Trascrivere il passo dell'estratto del documento da "Iosonouncane, al secondo" a "musica italiana contemporanea.", sostituendo "cantautore" con "musicista".

ESTRATTO DEL DOCUMENTO:
##############################

Iosonouncane racconta DIE a 10 anni dall’uscita: ecco come è nato uno degli album cult della musica italiana

Iosonouncane, al secondo Jacopo Incani, non è un cantautore che siamo abituati a vedere agli eventi pubblici musicali, anzi. Da anni difende la propria privacy, apparendo solo quando è il momento di presentare i propri album o andare in tour. Il resto della sua vita artistica è soprattutto in studio a scrivere e comporre – in questi mesi sono uscite due colonne sonore, quella di Berlinguer – La grande ambizione diretto da Andrea Segre e quello di Lirica Ucraina di Francesca Mannocchi – ma soprattutto non sono passati inosservati i quattro sold out degli altrettanti concerti che il cantautore terrà al Lokomotiv di Bologna per celebrare i 10 anni di DIE, un album che ha segnato una generazione e considerato una pietra miliare della musica italiana contemporanea.

##############################

I DATI:
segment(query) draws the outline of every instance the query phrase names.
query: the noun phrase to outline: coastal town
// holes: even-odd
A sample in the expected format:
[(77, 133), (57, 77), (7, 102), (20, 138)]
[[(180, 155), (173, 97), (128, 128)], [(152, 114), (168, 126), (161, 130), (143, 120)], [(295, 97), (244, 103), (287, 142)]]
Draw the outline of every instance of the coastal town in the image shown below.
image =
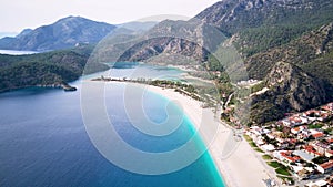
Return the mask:
[(333, 103), (264, 126), (244, 137), (276, 176), (290, 186), (333, 186)]

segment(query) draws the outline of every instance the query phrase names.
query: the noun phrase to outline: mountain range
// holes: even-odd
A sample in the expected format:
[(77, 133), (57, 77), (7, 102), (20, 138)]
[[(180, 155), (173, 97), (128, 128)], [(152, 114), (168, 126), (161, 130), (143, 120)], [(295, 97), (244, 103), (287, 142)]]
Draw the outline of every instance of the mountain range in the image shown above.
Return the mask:
[(117, 28), (128, 32), (144, 32), (155, 22), (129, 22), (113, 25), (81, 17), (67, 17), (34, 30), (24, 29), (17, 37), (0, 39), (0, 49), (19, 51), (52, 51), (73, 48), (75, 44), (95, 44)]
[[(194, 38), (201, 31), (204, 40), (203, 24), (185, 29), (193, 20), (220, 30), (242, 56), (249, 79), (262, 81), (260, 87), (266, 90), (251, 97), (250, 121), (262, 124), (332, 101), (332, 18), (333, 0), (223, 0), (188, 22), (160, 22), (150, 34), (178, 30)], [(144, 61), (162, 53), (202, 62), (210, 55), (171, 37), (141, 42), (121, 61)]]
[[(145, 61), (165, 53), (204, 63), (214, 55), (210, 51), (216, 50), (219, 43), (228, 43), (242, 59), (248, 79), (260, 81), (252, 89), (250, 121), (263, 124), (281, 118), (285, 113), (333, 101), (332, 18), (333, 0), (222, 0), (192, 20), (148, 23), (143, 30), (135, 24), (115, 29), (111, 24), (70, 17), (51, 25), (26, 30), (16, 38), (1, 39), (0, 49), (46, 51), (71, 48), (77, 43), (97, 43), (111, 32), (98, 48), (102, 49), (103, 55), (119, 52), (112, 56), (114, 60)], [(81, 21), (85, 24), (78, 23)], [(218, 41), (205, 40), (202, 35), (215, 31), (223, 33)], [(172, 37), (174, 33), (181, 37)], [(99, 56), (102, 62), (109, 58), (103, 55)], [(21, 59), (20, 63), (23, 61)], [(2, 66), (8, 71), (9, 64), (2, 63)], [(236, 64), (228, 65), (238, 67)]]

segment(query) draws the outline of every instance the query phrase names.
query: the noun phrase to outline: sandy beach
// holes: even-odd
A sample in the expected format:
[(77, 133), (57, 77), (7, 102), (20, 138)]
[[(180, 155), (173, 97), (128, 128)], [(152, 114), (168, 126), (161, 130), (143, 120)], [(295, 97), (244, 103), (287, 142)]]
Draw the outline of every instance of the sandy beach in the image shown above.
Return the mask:
[[(229, 187), (266, 186), (263, 179), (274, 177), (274, 173), (264, 164), (246, 141), (235, 137), (232, 129), (214, 117), (211, 108), (202, 108), (201, 103), (173, 90), (148, 86), (150, 92), (161, 94), (176, 102), (199, 129), (216, 168)], [(201, 129), (201, 125), (211, 128)], [(218, 128), (215, 128), (218, 126)], [(212, 139), (213, 137), (213, 139)]]

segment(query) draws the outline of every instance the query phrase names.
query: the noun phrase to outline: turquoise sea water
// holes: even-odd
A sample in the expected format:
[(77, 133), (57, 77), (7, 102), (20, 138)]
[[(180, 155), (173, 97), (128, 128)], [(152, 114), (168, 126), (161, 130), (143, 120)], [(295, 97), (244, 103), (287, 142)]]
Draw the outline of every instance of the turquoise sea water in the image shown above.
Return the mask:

##############################

SPAZIO RISPOSTA:
Iosonouncane, al secondo Jacopo Incani, non è un musicista che siamo abituati a vedere agli eventi pubblici musicali, anzi. Da anni difende la propria privacy, apparendo solo quando è il momento di presentare i propri album o andare in tour. Il resto della sua vita artistica è soprattutto in studio a scrivere e comporre – in questi mesi sono uscite due colonne sonore, quella di Berlinguer – La grande ambizione diretto da Andrea Segre e quello di Lirica Ucraina di Francesca Mannocchi – ma soprattutto non sono passati inosservati i quattro sold out degli altrettanti concerti che il musicista terrà al Lokomotiv di Bologna per celebrare i 10 anni di DIE, un album che ha segnato una generazione e considerato una pietra miliare della musica italiana contemporanea.